TRAVAIL DEMANDÉ:
Indiquez combien de lignes du relevé ci-dessous contiennent la chaîne « holding », en respectant la casse. Donnez uniquement ce nombre.

DONNÉES ENREGISTRÉES:
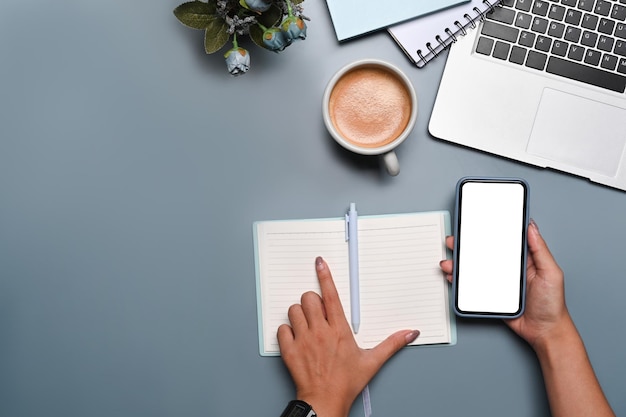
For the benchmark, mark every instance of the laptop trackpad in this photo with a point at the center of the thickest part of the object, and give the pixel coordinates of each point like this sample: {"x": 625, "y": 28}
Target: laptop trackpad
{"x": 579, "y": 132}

==

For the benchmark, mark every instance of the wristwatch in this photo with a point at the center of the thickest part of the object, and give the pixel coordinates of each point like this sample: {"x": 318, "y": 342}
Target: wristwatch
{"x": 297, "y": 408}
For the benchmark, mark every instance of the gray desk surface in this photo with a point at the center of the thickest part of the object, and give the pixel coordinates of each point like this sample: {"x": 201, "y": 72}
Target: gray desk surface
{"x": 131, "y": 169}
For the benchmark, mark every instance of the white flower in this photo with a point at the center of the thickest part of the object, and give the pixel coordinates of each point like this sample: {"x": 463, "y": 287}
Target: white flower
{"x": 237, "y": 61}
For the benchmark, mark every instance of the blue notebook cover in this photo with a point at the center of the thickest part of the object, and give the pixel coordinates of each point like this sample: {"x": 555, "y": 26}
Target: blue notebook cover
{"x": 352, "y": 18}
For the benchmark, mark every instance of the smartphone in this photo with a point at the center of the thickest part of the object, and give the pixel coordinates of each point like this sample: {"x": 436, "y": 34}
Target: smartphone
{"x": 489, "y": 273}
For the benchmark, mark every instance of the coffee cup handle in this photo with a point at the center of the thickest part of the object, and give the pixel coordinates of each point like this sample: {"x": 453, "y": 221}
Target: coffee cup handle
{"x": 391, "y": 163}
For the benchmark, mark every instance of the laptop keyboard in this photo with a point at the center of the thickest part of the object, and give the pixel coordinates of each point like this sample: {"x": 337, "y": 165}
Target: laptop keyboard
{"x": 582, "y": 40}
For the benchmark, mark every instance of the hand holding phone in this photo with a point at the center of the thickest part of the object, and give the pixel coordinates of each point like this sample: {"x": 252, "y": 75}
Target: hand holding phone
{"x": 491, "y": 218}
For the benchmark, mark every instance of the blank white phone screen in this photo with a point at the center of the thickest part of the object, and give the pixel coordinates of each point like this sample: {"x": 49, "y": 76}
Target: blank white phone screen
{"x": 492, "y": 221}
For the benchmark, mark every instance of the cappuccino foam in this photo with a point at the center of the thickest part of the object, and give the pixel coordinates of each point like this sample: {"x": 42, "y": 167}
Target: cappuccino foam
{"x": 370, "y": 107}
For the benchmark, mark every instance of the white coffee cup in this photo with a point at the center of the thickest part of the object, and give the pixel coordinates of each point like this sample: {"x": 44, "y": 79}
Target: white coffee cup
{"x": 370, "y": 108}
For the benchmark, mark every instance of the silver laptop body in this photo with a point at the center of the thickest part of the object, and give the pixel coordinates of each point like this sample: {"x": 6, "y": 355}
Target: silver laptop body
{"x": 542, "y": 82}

* * *

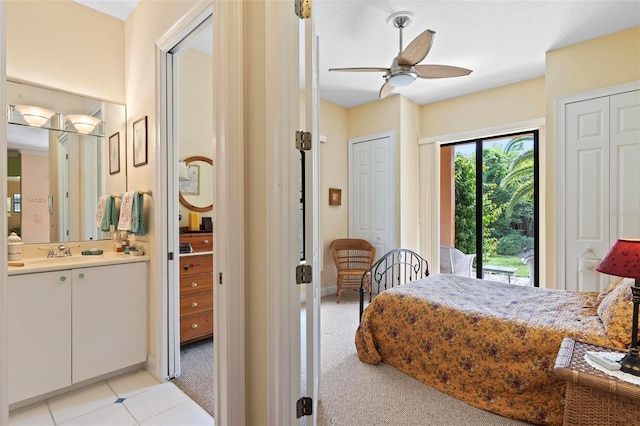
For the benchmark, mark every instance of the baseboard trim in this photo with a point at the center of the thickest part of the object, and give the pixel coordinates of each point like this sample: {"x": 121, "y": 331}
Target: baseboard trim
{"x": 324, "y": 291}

RÉSULTAT OBTENU:
2